Excerpts from point annotation records
────────────────
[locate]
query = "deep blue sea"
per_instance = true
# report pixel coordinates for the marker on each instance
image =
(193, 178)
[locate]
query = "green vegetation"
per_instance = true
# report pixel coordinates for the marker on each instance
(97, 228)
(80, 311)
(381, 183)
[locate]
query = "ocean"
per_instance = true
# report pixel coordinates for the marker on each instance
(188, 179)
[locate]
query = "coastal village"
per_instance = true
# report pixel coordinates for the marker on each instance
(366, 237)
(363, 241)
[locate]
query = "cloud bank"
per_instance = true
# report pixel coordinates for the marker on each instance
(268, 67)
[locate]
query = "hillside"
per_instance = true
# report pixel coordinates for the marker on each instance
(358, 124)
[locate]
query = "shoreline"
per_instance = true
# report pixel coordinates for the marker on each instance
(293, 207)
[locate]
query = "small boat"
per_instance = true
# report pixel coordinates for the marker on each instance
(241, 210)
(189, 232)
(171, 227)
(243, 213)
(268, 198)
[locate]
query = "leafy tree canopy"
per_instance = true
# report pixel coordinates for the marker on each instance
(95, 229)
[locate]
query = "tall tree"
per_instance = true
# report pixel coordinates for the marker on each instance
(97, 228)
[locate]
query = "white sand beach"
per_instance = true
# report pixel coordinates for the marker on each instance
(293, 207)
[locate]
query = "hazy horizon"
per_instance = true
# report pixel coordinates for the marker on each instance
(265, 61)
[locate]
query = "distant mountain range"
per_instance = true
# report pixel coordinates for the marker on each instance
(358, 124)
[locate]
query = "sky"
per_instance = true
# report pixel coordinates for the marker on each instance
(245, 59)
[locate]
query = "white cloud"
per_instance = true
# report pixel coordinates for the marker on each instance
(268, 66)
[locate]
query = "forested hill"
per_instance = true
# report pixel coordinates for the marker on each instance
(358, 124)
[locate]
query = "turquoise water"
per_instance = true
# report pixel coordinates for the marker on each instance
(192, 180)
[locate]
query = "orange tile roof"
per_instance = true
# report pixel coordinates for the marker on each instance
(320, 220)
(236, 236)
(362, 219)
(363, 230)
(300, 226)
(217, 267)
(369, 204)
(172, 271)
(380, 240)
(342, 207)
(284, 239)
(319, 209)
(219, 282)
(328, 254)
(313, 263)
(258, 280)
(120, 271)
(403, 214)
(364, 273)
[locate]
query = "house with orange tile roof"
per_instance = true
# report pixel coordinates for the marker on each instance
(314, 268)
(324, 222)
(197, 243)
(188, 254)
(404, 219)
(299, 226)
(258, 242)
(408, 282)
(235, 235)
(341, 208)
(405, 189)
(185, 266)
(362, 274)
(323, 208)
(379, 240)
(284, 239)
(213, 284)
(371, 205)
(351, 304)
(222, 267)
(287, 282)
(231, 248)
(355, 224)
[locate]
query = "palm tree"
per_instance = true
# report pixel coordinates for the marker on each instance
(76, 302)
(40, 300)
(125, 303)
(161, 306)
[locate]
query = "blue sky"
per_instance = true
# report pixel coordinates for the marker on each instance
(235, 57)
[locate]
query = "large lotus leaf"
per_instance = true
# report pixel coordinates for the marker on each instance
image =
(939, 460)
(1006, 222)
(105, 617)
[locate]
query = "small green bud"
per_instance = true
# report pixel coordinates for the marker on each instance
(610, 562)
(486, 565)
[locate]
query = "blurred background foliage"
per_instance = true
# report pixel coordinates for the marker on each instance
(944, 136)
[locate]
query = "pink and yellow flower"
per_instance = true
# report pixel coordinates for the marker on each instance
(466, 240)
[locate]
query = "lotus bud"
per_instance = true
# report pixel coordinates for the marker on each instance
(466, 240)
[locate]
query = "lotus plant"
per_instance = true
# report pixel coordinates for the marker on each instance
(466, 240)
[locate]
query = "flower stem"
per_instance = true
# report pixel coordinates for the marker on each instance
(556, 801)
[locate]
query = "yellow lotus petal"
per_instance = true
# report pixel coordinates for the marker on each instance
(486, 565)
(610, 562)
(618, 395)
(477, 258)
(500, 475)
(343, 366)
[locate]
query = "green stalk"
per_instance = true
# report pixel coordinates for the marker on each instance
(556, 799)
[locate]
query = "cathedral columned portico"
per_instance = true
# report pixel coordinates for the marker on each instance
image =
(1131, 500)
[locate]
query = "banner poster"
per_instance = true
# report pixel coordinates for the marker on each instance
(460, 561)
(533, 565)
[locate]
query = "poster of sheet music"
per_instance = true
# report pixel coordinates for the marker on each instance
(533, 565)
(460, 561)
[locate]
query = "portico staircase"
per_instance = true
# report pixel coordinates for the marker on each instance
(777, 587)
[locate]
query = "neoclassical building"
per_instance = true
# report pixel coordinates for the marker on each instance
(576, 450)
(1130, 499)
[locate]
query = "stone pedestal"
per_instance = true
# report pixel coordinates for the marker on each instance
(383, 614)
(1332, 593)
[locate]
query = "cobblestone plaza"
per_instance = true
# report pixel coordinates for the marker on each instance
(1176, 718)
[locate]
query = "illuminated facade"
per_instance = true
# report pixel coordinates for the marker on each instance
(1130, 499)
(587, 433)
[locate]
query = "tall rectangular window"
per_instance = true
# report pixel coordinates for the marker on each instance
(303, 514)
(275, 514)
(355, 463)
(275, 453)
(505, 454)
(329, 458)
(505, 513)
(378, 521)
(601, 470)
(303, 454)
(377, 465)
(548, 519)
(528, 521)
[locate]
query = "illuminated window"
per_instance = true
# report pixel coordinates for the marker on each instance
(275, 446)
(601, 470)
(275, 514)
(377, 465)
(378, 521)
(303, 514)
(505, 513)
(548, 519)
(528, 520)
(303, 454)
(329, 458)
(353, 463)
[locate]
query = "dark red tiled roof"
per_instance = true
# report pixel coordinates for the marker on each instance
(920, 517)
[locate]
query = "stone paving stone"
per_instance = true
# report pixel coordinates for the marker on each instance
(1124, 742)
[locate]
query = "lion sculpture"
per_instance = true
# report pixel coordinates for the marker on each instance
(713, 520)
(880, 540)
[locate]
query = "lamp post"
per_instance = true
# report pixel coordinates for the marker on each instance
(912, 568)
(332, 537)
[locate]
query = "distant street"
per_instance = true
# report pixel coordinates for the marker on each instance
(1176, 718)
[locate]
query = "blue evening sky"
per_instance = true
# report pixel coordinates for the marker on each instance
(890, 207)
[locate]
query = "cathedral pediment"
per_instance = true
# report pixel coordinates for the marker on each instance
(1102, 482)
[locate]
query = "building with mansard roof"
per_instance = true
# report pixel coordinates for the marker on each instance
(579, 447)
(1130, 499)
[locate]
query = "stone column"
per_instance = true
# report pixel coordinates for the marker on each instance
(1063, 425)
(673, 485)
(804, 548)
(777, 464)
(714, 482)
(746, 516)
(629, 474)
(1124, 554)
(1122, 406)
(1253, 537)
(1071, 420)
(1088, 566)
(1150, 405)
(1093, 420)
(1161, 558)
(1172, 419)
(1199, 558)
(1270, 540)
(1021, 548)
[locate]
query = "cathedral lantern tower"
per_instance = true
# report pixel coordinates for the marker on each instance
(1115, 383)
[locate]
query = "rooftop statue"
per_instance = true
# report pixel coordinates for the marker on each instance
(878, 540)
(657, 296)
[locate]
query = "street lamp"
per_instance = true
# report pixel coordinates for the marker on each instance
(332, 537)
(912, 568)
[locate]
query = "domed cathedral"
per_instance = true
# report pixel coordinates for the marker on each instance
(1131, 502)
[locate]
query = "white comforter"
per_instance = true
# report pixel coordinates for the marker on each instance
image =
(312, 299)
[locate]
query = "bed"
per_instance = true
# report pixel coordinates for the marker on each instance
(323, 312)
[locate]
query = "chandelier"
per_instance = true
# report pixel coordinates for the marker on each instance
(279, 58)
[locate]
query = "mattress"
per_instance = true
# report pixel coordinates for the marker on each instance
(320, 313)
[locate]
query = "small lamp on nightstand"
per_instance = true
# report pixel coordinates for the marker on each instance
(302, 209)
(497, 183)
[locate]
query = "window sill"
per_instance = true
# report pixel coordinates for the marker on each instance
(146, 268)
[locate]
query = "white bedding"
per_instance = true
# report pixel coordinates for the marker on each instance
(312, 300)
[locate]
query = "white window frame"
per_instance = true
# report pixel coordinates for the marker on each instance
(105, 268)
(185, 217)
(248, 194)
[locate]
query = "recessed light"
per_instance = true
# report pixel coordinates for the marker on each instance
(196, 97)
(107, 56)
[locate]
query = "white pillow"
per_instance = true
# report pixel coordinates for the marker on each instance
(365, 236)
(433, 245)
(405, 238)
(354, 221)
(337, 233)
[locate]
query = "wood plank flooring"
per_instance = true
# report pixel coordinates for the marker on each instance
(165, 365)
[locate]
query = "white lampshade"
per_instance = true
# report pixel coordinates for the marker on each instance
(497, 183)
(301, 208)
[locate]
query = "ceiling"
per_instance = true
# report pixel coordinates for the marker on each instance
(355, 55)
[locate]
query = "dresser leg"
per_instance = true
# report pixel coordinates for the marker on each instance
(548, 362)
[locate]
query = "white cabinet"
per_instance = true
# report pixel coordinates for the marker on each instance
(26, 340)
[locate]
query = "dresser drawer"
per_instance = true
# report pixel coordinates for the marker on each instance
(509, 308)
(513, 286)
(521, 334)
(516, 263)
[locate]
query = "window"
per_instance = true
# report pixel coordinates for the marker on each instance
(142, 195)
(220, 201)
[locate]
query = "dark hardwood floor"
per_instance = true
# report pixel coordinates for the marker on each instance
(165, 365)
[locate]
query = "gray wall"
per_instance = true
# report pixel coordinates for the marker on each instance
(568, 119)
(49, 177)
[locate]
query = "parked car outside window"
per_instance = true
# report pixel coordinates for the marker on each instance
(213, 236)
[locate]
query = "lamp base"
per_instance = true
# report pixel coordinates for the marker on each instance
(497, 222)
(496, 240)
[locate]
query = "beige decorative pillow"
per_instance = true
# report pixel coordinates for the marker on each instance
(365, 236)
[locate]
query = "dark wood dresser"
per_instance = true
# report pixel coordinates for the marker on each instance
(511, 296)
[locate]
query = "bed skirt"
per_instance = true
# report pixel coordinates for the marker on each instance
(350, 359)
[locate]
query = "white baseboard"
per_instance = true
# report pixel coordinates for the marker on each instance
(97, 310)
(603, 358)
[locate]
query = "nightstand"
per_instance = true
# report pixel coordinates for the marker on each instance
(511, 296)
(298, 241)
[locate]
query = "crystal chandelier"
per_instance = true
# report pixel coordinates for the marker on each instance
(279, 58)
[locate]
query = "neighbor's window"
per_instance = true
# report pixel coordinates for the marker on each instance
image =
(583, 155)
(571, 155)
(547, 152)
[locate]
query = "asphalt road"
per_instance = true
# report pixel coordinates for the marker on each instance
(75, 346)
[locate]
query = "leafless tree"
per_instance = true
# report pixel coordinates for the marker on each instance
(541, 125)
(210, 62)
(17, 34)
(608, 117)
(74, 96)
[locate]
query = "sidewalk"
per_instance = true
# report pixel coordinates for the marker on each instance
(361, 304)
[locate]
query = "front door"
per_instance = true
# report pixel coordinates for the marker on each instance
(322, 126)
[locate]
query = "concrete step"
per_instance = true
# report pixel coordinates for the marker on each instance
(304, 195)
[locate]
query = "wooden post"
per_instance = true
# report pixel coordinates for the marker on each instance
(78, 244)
────────────────
Directions for this task:
Return each line in the records above that contains the string "poster".

Answer to the problem:
query = "banner poster"
query = "poster of sheet music"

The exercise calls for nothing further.